What you return has to match the listing below line for line.

########################################

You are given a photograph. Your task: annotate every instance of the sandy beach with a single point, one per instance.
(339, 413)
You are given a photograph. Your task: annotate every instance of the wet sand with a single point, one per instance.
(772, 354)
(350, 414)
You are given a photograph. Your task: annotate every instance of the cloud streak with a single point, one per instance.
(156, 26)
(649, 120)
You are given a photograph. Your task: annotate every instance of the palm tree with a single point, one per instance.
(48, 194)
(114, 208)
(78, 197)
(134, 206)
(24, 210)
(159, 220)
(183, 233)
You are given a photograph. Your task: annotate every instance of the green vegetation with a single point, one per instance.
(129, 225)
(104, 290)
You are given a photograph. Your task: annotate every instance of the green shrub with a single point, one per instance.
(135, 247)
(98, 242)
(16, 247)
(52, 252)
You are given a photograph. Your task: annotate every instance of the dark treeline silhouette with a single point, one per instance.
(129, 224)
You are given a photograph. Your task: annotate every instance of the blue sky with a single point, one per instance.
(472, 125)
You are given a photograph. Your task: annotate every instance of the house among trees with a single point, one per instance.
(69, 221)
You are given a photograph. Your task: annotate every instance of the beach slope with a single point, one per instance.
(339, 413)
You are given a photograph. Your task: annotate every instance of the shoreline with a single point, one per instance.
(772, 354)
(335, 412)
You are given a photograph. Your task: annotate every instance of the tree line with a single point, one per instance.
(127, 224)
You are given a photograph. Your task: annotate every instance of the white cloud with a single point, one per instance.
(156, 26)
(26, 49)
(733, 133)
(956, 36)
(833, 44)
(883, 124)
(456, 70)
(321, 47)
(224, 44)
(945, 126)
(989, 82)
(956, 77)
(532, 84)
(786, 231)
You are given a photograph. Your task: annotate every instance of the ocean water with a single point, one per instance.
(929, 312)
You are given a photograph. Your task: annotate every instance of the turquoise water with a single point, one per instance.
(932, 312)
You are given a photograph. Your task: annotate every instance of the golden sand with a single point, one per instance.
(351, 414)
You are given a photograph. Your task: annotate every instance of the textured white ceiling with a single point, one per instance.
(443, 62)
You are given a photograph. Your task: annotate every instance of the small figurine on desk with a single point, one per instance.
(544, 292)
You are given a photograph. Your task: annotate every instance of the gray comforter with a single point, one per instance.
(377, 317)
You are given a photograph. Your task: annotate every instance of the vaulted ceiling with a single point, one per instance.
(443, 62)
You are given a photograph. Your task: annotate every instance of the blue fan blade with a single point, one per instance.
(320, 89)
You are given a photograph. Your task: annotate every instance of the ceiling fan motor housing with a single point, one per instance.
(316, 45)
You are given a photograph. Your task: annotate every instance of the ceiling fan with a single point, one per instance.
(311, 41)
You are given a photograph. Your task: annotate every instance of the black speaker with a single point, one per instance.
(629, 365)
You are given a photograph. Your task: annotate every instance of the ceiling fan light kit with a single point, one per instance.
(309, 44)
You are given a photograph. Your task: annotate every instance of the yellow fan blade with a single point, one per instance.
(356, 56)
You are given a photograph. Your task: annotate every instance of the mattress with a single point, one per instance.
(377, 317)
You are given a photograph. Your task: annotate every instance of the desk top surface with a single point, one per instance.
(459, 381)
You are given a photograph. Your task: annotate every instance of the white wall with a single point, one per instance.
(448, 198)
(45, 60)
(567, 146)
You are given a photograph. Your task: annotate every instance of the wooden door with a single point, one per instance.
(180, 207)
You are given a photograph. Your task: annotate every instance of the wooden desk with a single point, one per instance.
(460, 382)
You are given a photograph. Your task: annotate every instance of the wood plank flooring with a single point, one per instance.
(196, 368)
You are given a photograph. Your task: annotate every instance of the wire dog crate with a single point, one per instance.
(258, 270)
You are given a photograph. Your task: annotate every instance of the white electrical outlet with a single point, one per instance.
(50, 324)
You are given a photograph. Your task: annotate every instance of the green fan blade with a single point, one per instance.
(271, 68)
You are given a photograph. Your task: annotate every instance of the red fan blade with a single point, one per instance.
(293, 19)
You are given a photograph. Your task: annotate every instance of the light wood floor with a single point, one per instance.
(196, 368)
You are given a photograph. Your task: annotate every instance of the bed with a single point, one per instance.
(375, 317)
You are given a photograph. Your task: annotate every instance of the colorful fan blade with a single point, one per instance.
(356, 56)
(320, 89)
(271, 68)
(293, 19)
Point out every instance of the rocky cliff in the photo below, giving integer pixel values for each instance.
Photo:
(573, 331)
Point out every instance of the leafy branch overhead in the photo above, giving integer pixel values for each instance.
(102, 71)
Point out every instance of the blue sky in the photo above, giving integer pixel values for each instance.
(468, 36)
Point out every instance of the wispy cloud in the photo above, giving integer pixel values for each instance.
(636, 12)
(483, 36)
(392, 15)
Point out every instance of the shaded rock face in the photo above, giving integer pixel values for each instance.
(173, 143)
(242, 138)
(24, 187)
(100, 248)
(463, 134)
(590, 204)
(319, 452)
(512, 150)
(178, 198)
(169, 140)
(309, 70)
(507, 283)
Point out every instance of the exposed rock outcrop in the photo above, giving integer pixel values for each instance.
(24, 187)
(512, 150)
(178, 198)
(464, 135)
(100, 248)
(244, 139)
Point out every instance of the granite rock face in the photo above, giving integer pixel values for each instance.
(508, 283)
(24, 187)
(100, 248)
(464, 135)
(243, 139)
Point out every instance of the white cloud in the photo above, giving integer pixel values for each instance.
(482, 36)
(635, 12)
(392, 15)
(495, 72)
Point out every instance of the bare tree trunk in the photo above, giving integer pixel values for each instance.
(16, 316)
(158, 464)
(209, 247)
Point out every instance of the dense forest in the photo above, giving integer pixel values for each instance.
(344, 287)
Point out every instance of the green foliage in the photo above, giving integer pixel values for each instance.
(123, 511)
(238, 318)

########################################

FINAL ANSWER:
You are given a photograph. Your task: annotate every instance of the sandy beach with a single point, one per instance.
(339, 413)
You are given a photograph. Your task: annotate every instance of the wet sand with a single point, one per instance.
(772, 354)
(350, 414)
You are given a photograph. Your task: annotate every instance of the cloud streak with a single point, one per instance.
(156, 26)
(649, 120)
You are given a photograph. Your task: annotate every instance of the palm tree with a single point, one per instance.
(48, 194)
(114, 208)
(78, 197)
(134, 206)
(24, 210)
(159, 220)
(183, 233)
You are given a photograph. Your task: annotate every instance of the green vegetation with a single point, one per instance.
(129, 225)
(104, 290)
You are given a photograph. Your task: annotate every instance of the green shrub with a single point, one per instance.
(135, 247)
(98, 242)
(16, 247)
(52, 252)
You are given a photograph. Your task: annotate every instance of the dark treeline silhouette with a single point, one per instance.
(129, 224)
You are given a photograph. Your task: annotate every instance of the blue sky with a single point, one per instance.
(472, 125)
You are given a photograph. Your task: annotate every instance of the house among trees with a single point, one per instance.
(69, 221)
You are given a photograph. Your task: annotate every instance of the beach slope with a single point, one per instance.
(339, 413)
You are given a photograph. Your task: annotate every instance of the shoreline with a single point, one per instance.
(772, 354)
(335, 412)
You are given a photograph. Your task: annotate every instance of the tree line with a single point, one per instance.
(127, 224)
You are given a photograph. Your task: annotate every instance of the white cloud with a single point, one per instance.
(156, 26)
(26, 49)
(733, 133)
(956, 36)
(833, 44)
(883, 124)
(456, 70)
(321, 47)
(224, 44)
(945, 126)
(989, 82)
(956, 77)
(532, 84)
(786, 231)
You are given a photograph. Your task: annotate every instance of the ocean water with a single point, one per instance.
(929, 312)
You are given a photograph. Your task: annotate every instance of the turquoise water with a single point, one per instance.
(932, 312)
You are given a photograph. Your task: annotate every instance of the golden sand with a single point, one per instance.
(351, 414)
You are given a photograph. Your task: annotate every instance of the textured white ceiling with a single point, one per instance.
(443, 62)
You are given a photograph. Your task: annotate every instance of the small figurine on desk with a single point, one per instance.
(544, 292)
You are given a photograph. Your task: annotate every instance of the gray comforter with a single point, one per instance.
(377, 317)
You are given a photograph. Your task: annotate every instance of the vaulted ceiling with a single point, one per instance.
(443, 62)
You are given a photograph. Your task: annotate every instance of the blue fan blade with a single point, one per instance.
(320, 89)
You are given a photograph. Your task: annotate every instance of the ceiling fan motor housing with a single point, one per instance.
(316, 45)
You are given a photograph. Your task: annotate every instance of the ceiling fan with a single point, one per instance.
(311, 41)
You are given a photograph. Your task: annotate every instance of the black speaker with a single point, one per instance.
(629, 365)
You are given a photograph. Your task: annotate every instance of the ceiling fan light kit with a single point, one per instance.
(309, 44)
You are given a photograph. Your task: annotate every instance of the yellow fan blade with a single point, one per instance.
(356, 56)
You are given a photograph. Your task: annotate every instance of the mattress with a single point, one per instance.
(377, 317)
You are given a photograph. Your task: annotate every instance of the desk top surface with a single point, one per instance.
(459, 381)
You are given a photograph. Your task: annotate every instance of the white wall with a single point, one per instance.
(448, 198)
(45, 60)
(567, 146)
You are given a photograph. Your task: annotate every instance of the wooden door with a single point, one per instance.
(180, 207)
You are given a photograph. Your task: annotate every instance of the wooden desk with a single point, one per instance.
(460, 382)
You are given a photograph. Your task: annotate every instance of the wood plank flooring with a single point, one per instance.
(196, 368)
You are given a photograph. Your task: annotate every instance of the wire dog crate with a single point, one per instance.
(258, 270)
You are given a photograph. Your task: annotate every instance of the white electrical outlet with a single point, one per instance.
(50, 324)
You are given a photograph. Your task: annotate every instance of the green fan blade with a single point, one per instance.
(271, 68)
You are given a photograph. Your task: annotate every instance of the red fan blade with a single point, one per instance.
(293, 19)
You are given a photograph. Your task: annotate every instance of the light wood floor with a single point, one per instance.
(196, 368)
You are given a photograph. Your task: annotate every instance of the bed with a single point, one per instance.
(375, 317)
You are given a photograph. Your task: annotate every instance of the colorful fan blade with a single point, one per instance.
(356, 56)
(320, 89)
(271, 68)
(293, 19)
Point out every instance of the rocky cliff in the photo below, giving integer pixel values for each instance.
Photo:
(573, 331)
Point out every instance of the leafy branch overhead in the photo above, giving integer pixel values for each instance.
(102, 71)
Point out every instance of the blue sky in the photo above, giving integer pixel values for each instance.
(468, 36)
Point out every instance of the wispy cloud in the photo above, giving integer pixel values for each instance.
(636, 12)
(483, 36)
(392, 15)
Point out every instance of the shaded rock face in the photo above, giving integer pixel values for each instance.
(173, 143)
(242, 138)
(24, 187)
(100, 248)
(463, 134)
(590, 204)
(319, 452)
(512, 150)
(178, 198)
(169, 140)
(309, 70)
(507, 283)
Point out every instance of the exposed rock outcrop in the photo above, giving integer pixel values for each instance.
(24, 187)
(512, 150)
(178, 198)
(464, 135)
(100, 248)
(244, 139)
Point out every instance of the granite rock face in the photo above, giving integer pixel values for each instance.
(508, 283)
(24, 187)
(100, 248)
(464, 135)
(243, 139)
Point out every instance of the white cloud in the photo above, giving integer pixel values for each instance.
(482, 36)
(635, 12)
(392, 15)
(495, 72)
Point out every instance of the bare tree trunk in the photo above, giving integer pixel values for each instance.
(16, 316)
(158, 464)
(209, 247)
Point out every instance of the dense forest in the photo above, giving integer pixel values for each instance.
(344, 287)
Point out every instance of the green foliage in the photo above, giving integer pixel values for each instance.
(123, 511)
(238, 318)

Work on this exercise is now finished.